Data extract: Begin

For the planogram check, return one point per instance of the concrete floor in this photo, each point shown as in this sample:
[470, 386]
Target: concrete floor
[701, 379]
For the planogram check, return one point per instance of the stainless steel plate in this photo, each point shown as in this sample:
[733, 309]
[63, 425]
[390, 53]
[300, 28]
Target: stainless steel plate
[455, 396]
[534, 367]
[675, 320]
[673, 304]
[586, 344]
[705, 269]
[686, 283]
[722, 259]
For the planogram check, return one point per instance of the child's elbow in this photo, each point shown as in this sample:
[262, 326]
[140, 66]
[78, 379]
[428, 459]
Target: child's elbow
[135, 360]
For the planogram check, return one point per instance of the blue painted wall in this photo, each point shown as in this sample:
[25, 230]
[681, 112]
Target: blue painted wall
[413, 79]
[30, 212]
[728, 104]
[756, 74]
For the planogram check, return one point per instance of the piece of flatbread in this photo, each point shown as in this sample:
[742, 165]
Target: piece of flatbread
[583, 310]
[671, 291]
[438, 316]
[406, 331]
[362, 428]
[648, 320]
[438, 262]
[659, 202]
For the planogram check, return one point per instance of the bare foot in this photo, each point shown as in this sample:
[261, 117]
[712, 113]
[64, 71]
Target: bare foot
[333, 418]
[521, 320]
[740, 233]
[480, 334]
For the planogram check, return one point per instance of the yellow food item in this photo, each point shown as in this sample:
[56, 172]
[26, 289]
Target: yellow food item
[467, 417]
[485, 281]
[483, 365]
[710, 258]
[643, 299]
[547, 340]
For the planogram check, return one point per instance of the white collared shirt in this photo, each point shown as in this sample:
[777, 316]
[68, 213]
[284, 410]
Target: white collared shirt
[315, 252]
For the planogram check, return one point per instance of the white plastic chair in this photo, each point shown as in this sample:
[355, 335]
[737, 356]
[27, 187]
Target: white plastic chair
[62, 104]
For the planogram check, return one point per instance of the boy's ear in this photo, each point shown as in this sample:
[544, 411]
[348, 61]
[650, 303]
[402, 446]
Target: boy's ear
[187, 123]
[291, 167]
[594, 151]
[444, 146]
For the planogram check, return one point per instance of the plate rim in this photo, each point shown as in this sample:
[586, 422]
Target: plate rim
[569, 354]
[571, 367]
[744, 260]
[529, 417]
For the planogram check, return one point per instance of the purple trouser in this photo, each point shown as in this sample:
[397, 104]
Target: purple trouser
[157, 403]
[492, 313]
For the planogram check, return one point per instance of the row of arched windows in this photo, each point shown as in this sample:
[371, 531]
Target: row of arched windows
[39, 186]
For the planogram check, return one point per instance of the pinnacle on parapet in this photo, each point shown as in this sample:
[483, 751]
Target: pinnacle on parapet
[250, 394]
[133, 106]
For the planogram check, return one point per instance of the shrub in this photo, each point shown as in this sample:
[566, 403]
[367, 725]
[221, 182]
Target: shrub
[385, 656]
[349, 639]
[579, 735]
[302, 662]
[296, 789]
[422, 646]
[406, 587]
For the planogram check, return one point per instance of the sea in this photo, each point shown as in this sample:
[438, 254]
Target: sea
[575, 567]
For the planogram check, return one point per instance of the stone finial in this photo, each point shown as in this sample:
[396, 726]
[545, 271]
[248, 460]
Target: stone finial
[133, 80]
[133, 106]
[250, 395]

Data extract: End

Task objective:
What the exercise needs is every record again, word for word.

Answer section:
For the planogram check, return one point per instance of the concrete floor in this photo, each point shown as in this sample:
[470, 386]
Target: concrete floor
[701, 379]
For the planogram check, return one point per instance of the stainless steel plate in this photo, each point shown as in this sample:
[733, 309]
[63, 425]
[390, 53]
[300, 28]
Target: stainless steel plate
[455, 396]
[534, 367]
[675, 320]
[673, 304]
[586, 344]
[705, 269]
[686, 283]
[722, 259]
For the planogram check, return one point per instance of the child's elbow in this photo, each point shown as in this sample:
[262, 326]
[140, 66]
[78, 379]
[428, 459]
Target: child's elbow
[135, 360]
For the planogram check, return one point per instance of the blue painted wall in this photo, each point shown as in this sample:
[25, 230]
[681, 112]
Target: blue painted wall
[413, 79]
[30, 212]
[728, 104]
[756, 74]
For the planogram check, return one point per instance of the piece of flatbread in this photo, each point shown as in this sample:
[742, 165]
Target: piece of flatbread
[583, 310]
[671, 291]
[438, 316]
[406, 331]
[362, 428]
[648, 320]
[438, 262]
[659, 202]
For the planogram check, return one point per instance of the bare foot in this photo, each point shown as in this sample:
[261, 117]
[712, 113]
[64, 71]
Target: bare foot
[333, 418]
[521, 320]
[740, 233]
[480, 334]
For the planogram check, return one point per instance of the yellow food item in this photo, each point shown as in this sample:
[56, 172]
[26, 289]
Target: yellow food item
[467, 417]
[485, 281]
[483, 365]
[710, 258]
[643, 299]
[547, 340]
For the planogram check, return one point per instance of the white collared shirt in this photo, each point shown as in this sample:
[777, 316]
[68, 213]
[284, 410]
Target: white collared shirt
[315, 252]
For the planogram check, return one point per instance of the white plastic chair in this photo, each point shown as in this sample:
[355, 335]
[737, 356]
[27, 187]
Target: white plastic chair
[62, 104]
For the planogram check, return one point per instance of the boy's ear in this photo, each point shown as in this sample:
[544, 411]
[348, 61]
[650, 303]
[402, 446]
Target: boy's ear
[187, 123]
[291, 167]
[594, 151]
[444, 146]
For the planogram check, return one point per instance of the plate rim in this photo, each point shown as in this sample:
[586, 422]
Target: plate rim
[569, 354]
[571, 367]
[744, 260]
[529, 417]
For the planogram check, return one point per instance of the purple trouser in this photo, each point shown as in this sample:
[397, 104]
Target: purple trouser
[157, 403]
[492, 313]
For the planogram check, return one point per instance of the row of arched windows in this photo, each point shown as in this sample:
[371, 531]
Target: row of arched windows
[39, 186]
For the planogram check, return one point per instance of the pinnacle on parapet in this photo, each point shown as in this sample:
[483, 751]
Target: pinnacle on parapet
[250, 394]
[133, 106]
For the planogram check, return one point per instance of the shrub in this photo, each point shown as in this sample:
[566, 403]
[367, 725]
[221, 182]
Target: shrub
[385, 656]
[349, 639]
[579, 735]
[302, 662]
[296, 789]
[422, 646]
[406, 587]
For the planogram check, return one point per instance of the sea in this photo, each point shown as in this sample:
[438, 254]
Target: sea
[575, 567]
For the planogram check, return one point per instance of the stone finial in this photo, each point shown as in this sample:
[396, 726]
[545, 271]
[248, 460]
Target: stone finial
[133, 80]
[133, 106]
[250, 395]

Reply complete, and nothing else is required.